Recopiez à l'identique le passage du texte sur les dossiers Areva, en commençant par « Il faudra attendre » et en allant jusqu'à « et de L’Obs. ».

┌─ Segment de texte

Il faudra attendre 2017 pour voir le dossier s’accélérer avec tout d’abord de nouvelles révélations dans la presse nigérienne qui surnomme alors le montage financier suspect « l’uraniumgate ». Et puis, cette année-là, des perquisitions sont réalisées au siège d’Areva en novembre. Mais alors que L’Obs publie deux ans plus tard un nouvel article sur ce montage financier, malheureusement passé plutôt inaperçu dans les médias, ce n’est qu’en 2020 que le PNF décide d’ouvrir finalement une information judiciaire (donc la nomination de juges d’instruction) pour corruption au terme de cinq années d’enquête préliminaire. Et selon mes informations, cette instruction n’est toujours pas encore clôturée cinq ans plus tard. Guère étonnant pour une affaire qui n’a guère été médiatisée en France en dehors de Marianne et de L’Obs.
Mais ce n’est pas le seul dossier concernant Areva sur lequel j’ai travaillé. Au printemps 2023, je retrouve dans le second volet de l’affaire Uramin une partie des protagonistes qui apparaissent dans le dossier de « l’uraniumgate », notamment Sébastien de Montessus, l’ancien numéro 3 du groupe chargé des mines d’uranium, et surnommé « le baron noir d’Areva ». Pour le site Off Investigation, je dévoile en effet un rapport de la brigade financière riche d’enseignements comme je le relate dans cette vidéo :
Pour Off, je consacre alors deux longs articles, qui auront un certain écho sur le réseau social LinkedIn. C’est suite à ces articles et cette vidéo qu’une de mes sources dans le renseignement tiendra à me dire dès le début d’un rendez-vous qui n’avait pas pour objet initial d’aborder ce dossier : « Avec ces articles, vous êtes au cœur du réacteur ». Et d’ajouter que dans ces domaines de la zone grise de la corruption où les compétences sont rares, il n’est pas étonnant de retrouver toujours les mêmes acteurs, tout en me prévenant : « Vous savez, c’est comme dans le domaine financier et bancaire, on se retrouve ici face à des dossiers judiciaires du type “too big, too fail” [Expression américaine qu’on pourrait traduire par “trop gros pour faire faillite”]. Autant dire que ces dossiers n’aboutiront jamais sur grand chose. Il y a trop d’intérêts en jeu… ». Une manière bienveillante de me prévenir qu’il ne sert à rien pour moi de creuser davantage ? En tout cas, exactement à la même période, un autre contact a joué les intermédiaires suite à la publication de ces deux articles en me transmettant des menaces très claires.

└─
┌─ Enregistrements extraits

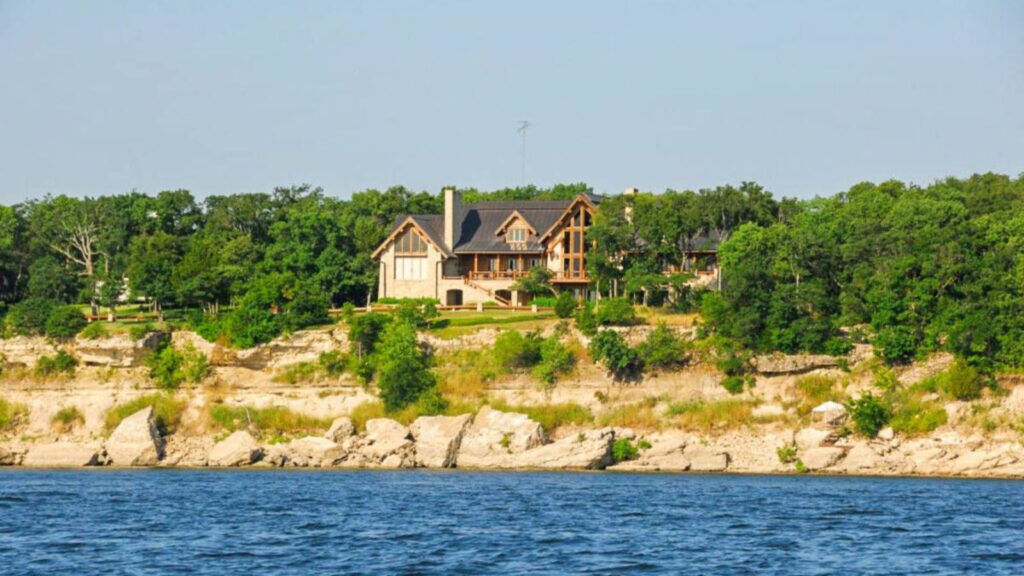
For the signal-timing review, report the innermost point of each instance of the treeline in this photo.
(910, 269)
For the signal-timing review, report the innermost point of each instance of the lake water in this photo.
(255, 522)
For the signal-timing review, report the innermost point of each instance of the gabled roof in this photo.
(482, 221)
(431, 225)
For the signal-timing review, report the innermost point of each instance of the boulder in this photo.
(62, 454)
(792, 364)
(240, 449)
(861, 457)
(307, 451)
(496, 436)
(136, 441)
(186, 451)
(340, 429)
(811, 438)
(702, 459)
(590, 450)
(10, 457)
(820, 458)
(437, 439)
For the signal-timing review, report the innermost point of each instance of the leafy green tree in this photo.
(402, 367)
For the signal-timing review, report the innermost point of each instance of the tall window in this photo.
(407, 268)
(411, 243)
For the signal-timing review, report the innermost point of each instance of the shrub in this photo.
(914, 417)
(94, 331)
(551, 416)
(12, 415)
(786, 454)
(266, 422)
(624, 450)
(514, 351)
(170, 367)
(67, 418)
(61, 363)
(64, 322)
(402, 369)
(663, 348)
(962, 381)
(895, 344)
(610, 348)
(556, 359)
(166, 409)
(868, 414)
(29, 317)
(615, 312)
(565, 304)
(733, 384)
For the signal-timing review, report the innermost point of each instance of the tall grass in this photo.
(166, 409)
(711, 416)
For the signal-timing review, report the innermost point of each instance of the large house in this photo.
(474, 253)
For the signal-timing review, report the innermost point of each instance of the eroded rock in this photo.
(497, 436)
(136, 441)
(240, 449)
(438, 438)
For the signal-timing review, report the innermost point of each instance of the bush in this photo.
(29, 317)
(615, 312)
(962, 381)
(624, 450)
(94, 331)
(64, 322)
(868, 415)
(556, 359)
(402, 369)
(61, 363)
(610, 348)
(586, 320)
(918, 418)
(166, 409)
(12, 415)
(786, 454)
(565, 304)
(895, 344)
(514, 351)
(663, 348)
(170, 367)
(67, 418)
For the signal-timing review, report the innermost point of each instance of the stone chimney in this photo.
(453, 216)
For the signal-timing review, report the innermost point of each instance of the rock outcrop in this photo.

└─

Réponse attendue:
Il faudra attendre 2017 pour voir le dossier s’accélérer avec tout d’abord de nouvelles révélations dans la presse nigérienne qui surnomme alors le montage financier suspect « l’uraniumgate ». Et puis, cette année-là, des perquisitions sont réalisées au siège d’Areva en novembre. Mais alors que L’Obs publie deux ans plus tard un nouvel article sur ce montage financier, malheureusement passé plutôt inaperçu dans les médias, ce n’est qu’en 2020 que le PNF décide d’ouvrir finalement une information judiciaire (donc la nomination de juges d’instruction) pour corruption au terme de cinq années d’enquête préliminaire. Et selon mes informations, cette instruction n’est toujours pas encore clôturée cinq ans plus tard. Guère étonnant pour une affaire qui n’a guère été médiatisée en France en dehors de Marianne et de L’Obs.